═══ Records provided

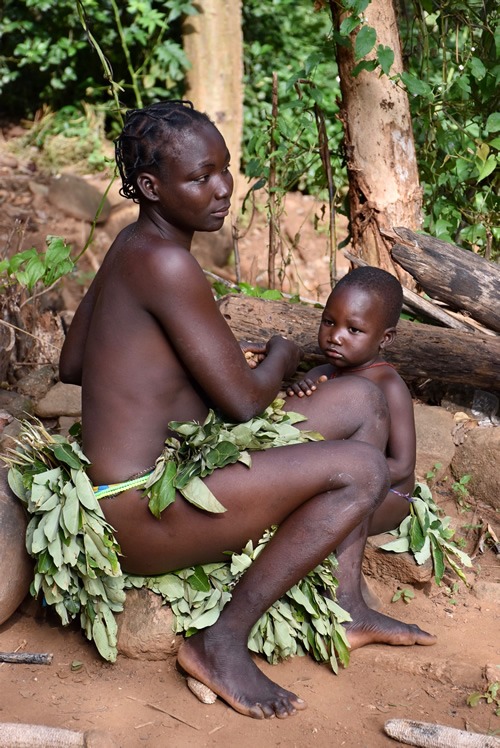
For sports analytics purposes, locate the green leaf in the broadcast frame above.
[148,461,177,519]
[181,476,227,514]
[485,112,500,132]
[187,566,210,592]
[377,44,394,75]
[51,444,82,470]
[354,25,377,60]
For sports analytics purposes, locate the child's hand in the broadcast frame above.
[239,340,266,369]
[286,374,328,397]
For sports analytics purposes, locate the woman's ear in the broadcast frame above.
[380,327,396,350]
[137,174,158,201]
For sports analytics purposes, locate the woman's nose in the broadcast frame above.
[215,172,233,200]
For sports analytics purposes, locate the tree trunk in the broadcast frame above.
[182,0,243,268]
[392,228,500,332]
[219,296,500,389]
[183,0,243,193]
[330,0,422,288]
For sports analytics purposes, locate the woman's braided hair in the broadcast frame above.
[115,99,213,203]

══════
═══ Records provided

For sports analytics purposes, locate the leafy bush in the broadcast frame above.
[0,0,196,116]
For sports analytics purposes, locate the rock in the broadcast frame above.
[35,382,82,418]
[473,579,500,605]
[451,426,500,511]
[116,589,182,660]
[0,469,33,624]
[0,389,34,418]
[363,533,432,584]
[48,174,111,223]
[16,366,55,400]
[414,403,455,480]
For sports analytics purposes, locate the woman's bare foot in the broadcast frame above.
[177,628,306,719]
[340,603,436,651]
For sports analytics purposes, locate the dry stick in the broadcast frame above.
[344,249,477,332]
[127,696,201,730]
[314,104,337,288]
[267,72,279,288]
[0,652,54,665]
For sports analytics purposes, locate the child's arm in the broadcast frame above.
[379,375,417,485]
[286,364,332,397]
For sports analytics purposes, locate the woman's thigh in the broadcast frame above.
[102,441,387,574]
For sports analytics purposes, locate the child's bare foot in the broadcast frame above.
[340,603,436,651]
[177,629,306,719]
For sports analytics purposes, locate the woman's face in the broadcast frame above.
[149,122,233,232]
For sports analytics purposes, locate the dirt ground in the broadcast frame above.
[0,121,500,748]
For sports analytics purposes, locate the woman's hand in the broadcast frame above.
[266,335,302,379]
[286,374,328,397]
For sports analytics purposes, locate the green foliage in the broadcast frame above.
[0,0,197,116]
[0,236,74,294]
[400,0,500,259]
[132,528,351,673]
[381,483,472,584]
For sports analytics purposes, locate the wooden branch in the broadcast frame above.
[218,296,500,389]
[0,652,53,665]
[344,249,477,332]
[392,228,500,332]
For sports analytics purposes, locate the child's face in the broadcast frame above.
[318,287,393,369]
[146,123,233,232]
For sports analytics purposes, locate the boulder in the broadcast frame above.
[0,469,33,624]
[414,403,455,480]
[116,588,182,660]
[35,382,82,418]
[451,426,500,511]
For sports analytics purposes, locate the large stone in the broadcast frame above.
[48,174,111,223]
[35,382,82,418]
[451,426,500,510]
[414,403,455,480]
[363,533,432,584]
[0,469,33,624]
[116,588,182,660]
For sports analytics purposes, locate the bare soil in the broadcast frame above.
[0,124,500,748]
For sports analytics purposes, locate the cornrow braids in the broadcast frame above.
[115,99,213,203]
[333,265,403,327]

══════

**Written request**: Rewrite the lines starting with the line containing "For sports analytics purposes, locate the child's bare" and going on through the line containing "[0,121,500,748]", replacing "dirt ground" with "packed earth" and leaving everything else the same. Give only those lines.

**The result**:
For sports analytics purposes, locate the child's bare foot in the broadcast frame above.
[340,603,436,651]
[177,629,306,719]
For sports analytics purposes, locate the woman's face in the broadcast frame above.
[149,122,233,232]
For sports analytics purposes, locate the packed earth in the broadcast frame above.
[0,121,500,748]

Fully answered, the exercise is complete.